Supplied data →
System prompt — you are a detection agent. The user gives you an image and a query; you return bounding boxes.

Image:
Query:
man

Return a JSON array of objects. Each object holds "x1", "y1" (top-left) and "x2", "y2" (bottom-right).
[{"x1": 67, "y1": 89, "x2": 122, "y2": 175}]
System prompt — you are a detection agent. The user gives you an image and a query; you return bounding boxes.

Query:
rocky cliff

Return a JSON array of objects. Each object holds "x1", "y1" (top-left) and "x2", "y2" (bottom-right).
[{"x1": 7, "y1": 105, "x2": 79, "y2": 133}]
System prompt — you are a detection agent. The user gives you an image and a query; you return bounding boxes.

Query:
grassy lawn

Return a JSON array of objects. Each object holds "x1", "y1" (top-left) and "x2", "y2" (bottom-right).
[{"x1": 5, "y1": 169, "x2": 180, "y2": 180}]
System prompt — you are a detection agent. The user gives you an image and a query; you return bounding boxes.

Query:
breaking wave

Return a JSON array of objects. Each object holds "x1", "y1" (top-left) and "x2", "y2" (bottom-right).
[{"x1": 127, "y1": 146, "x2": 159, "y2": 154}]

Written problem → Copy all of the rows above, character for character.

Solution to this exercise →
System prompt — you are a detection agent. The user gives you an image and a query; you return bounding boxes.

Image:
Query:
man

Return a JSON array of objects. Each object holds "x1", "y1" (top-left) and "x2", "y2" (bottom-right).
[{"x1": 67, "y1": 89, "x2": 122, "y2": 175}]
System prompt — you are a detection agent. The user gives you an image and a query; you return bounding boxes.

Query:
rocky cliff

Return a JSON array of objects. Each object holds "x1", "y1" (top-left) and "x2", "y2" (bottom-right).
[{"x1": 7, "y1": 105, "x2": 79, "y2": 133}]
System prompt — you are a detection agent. The user gives you an image and a query; you return bounding boxes.

Query:
grassy lawn

Return a JSON array of objects. Each object holds "x1", "y1" (top-left) and "x2", "y2" (bottom-right).
[{"x1": 5, "y1": 169, "x2": 180, "y2": 180}]
System prompt — you are a detection agent. The user gives you an image and a query; you return bounding boxes.

Query:
breaking wave

Return a JSON array of objects. Each object holds "x1", "y1" (top-left) and "x2", "y2" (bottom-right).
[{"x1": 127, "y1": 146, "x2": 159, "y2": 154}]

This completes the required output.